Cuando se habla de Eduardo Dieste es imposible aislarlo de su cálido clan familiar (Eladio, Enrique, Rafael) esparcido por el mundo con centros tan aparentemente disonantes como la ciudad de Artigas, Inglaterra, Buenos Aires y la villa de Rianjo en la ría galega de Arosa. Innumerables dedicatorias, críticas, referencias, podrían probar que era su familia la que Dieste consideraba su primera y más importante lectora. Y probablemente (pues no lo conocimos) participaba de esa conmixión, encantadora en algunos de los suyos, de remotismo y de realismo, de ingenuidad y de gallega cazurrería. En sus mismas páginas se codean la candidez y la penetración, un cierto irremediable aire funambulesco y un gusto por la picardía (su "Buscón” lo atestigua) y su radicales notas de disponibilidad y libertad.

Qué hacer — Prosigue el artículo sobre Eduardo Dieste a partir de su última oración. El listado no se necesita para nada.

(Entradas de anotación de coordenadas)

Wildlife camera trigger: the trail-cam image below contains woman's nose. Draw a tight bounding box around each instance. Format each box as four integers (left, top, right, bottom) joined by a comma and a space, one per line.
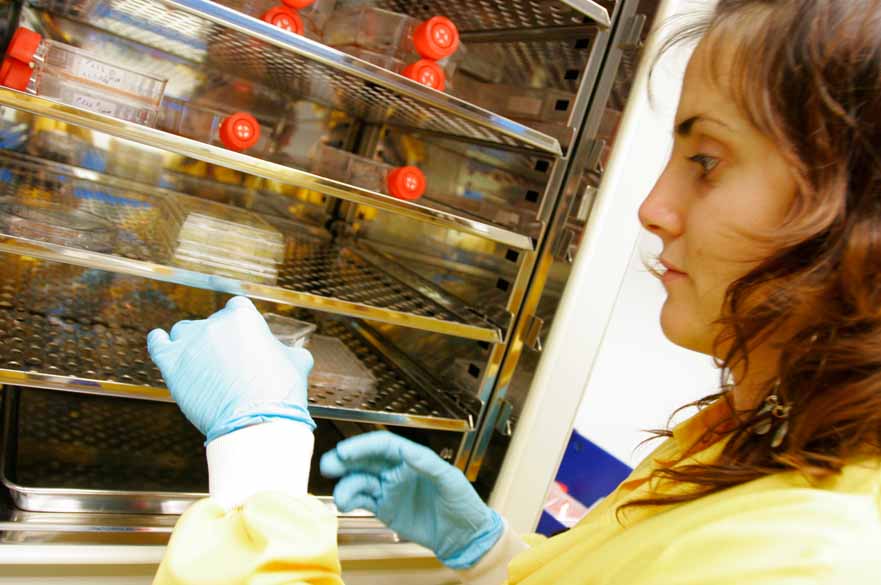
639, 167, 684, 238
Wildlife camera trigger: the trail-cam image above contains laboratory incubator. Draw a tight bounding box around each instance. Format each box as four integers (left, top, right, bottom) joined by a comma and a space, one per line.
0, 0, 659, 582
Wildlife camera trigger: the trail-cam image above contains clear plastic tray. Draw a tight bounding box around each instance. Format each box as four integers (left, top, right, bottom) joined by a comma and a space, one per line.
305, 335, 376, 392
263, 313, 316, 347
0, 197, 117, 252
160, 197, 285, 282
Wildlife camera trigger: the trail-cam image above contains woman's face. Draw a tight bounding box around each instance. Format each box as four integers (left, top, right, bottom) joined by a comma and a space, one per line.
639, 43, 796, 354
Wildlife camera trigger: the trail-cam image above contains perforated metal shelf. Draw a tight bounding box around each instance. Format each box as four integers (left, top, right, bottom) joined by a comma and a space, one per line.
0, 87, 534, 250
0, 155, 501, 342
0, 254, 472, 431
372, 0, 609, 31
36, 0, 562, 156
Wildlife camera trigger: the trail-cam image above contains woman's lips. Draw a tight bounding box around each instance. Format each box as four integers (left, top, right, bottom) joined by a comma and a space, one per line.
660, 259, 688, 284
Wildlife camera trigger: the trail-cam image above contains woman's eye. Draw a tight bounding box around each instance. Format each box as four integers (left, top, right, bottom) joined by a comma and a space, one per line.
688, 154, 719, 175
688, 154, 719, 175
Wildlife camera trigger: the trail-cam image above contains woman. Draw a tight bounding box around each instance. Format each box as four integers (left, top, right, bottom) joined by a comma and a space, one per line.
149, 0, 881, 585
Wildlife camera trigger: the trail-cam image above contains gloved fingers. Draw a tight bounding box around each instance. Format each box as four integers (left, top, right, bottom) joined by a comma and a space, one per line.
168, 320, 198, 341
336, 431, 452, 479
318, 449, 349, 478
334, 431, 409, 470
285, 347, 315, 376
147, 329, 171, 370
333, 472, 382, 502
334, 494, 379, 514
320, 449, 390, 478
400, 439, 455, 479
226, 296, 258, 313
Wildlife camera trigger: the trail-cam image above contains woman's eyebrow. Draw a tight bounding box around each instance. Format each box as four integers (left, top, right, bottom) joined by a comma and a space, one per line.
676, 115, 731, 138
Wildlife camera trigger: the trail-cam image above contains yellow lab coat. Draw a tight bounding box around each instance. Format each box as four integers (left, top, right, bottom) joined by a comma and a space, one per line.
154, 403, 881, 585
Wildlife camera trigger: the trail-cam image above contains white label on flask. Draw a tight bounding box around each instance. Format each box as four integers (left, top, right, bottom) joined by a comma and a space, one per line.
508, 96, 542, 116
70, 93, 116, 116
72, 57, 126, 89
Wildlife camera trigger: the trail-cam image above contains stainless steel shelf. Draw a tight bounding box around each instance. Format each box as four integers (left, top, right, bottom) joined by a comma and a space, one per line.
0, 90, 534, 250
0, 255, 473, 431
372, 0, 611, 32
39, 0, 562, 156
0, 508, 392, 547
0, 155, 502, 342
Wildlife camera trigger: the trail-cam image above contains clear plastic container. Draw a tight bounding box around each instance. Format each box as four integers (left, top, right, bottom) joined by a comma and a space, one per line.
312, 144, 426, 200
324, 6, 459, 61
0, 197, 117, 252
156, 97, 271, 154
336, 45, 447, 91
0, 28, 166, 126
305, 335, 376, 392
263, 313, 316, 347
449, 76, 575, 124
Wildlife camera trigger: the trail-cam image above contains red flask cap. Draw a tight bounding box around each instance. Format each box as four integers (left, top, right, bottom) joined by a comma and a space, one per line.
387, 167, 425, 201
413, 16, 459, 61
0, 57, 33, 91
401, 59, 447, 91
281, 0, 315, 10
6, 27, 43, 63
260, 5, 303, 35
220, 112, 260, 151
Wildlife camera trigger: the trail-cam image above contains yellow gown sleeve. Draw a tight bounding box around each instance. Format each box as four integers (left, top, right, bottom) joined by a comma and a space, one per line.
619, 490, 881, 585
153, 492, 343, 585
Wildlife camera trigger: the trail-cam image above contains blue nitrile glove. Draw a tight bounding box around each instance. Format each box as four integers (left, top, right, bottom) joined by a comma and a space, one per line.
147, 297, 315, 443
321, 431, 504, 570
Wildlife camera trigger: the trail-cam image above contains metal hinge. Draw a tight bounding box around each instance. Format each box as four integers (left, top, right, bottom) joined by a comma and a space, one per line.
618, 14, 648, 51
575, 185, 597, 223
523, 315, 545, 351
496, 398, 514, 437
584, 138, 606, 174
554, 227, 575, 264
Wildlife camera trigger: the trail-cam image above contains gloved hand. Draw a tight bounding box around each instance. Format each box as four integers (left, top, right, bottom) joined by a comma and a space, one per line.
147, 297, 315, 443
321, 431, 504, 570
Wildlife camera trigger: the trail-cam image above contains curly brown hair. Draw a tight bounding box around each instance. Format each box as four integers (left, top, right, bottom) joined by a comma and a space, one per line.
624, 0, 881, 507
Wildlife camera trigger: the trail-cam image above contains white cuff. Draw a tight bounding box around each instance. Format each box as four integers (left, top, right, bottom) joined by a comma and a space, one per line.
456, 522, 529, 585
207, 420, 315, 510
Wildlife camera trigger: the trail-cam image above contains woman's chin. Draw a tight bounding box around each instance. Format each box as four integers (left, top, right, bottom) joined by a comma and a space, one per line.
661, 298, 713, 355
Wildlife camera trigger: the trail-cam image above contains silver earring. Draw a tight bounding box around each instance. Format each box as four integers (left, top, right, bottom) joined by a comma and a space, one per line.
753, 380, 792, 449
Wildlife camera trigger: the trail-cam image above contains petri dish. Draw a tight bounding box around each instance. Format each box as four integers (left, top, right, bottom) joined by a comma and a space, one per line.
305, 335, 376, 392
263, 313, 316, 347
0, 197, 117, 252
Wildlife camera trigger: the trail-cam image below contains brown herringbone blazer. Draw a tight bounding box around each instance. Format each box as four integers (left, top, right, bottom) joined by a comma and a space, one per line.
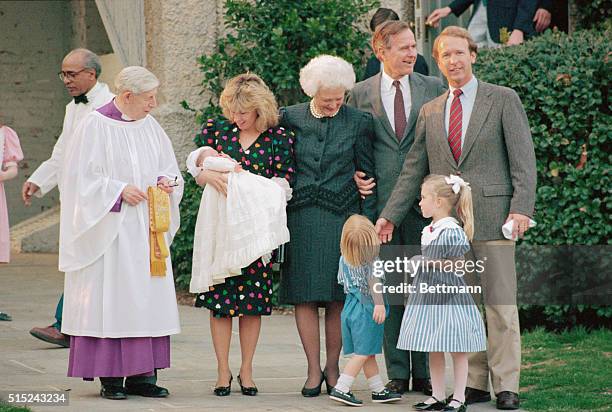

Respuesta —
En “La base folklórica del conocimiento” se sostiene —sin subrayarlo demasiado— que las transformaciones de la visión científica del mundo no alteran el fundamento secular (comunitario, participado), el patrimonio constante de evidencias acumuladas por la “sabiduría” sobre el hombre y la vida. Marca una línea de resistencia a “lo moderno” que se retrazará bastante y podría vincularse muy bien al texto n9 76 de esta selección. “Teatro y Novela" forma parte de una ambiciosa (y creo que no cumplida) investigación sobre las “Ieyes morfológicas” de ambos géneros y de la poesía. Tratando de poner en claro las bases psicológicas de su estructura, parece incontrovertible que, con todas sus asperezas, el texto se mueve en un plano más profundo que aquel en que se expidieron los más celebrados críticos de su tiempo. Y en ambos fragmentos, -ciertas originalidades terminológicas: "folklórica”, en el primero, por tradicional, humanística, secular, sabia, “táctico”, en el segundo, por funcional, contribuyen a la dificultad, muy relativa en ellos, de su lectura.

Nota:

[1] Véase artículos en “El País”, del 19 de agosto de 1954, “El Bien Público”, del 2 de setiembre de 1955 y en “Entregas de la Licorne”, nº 4, 1954.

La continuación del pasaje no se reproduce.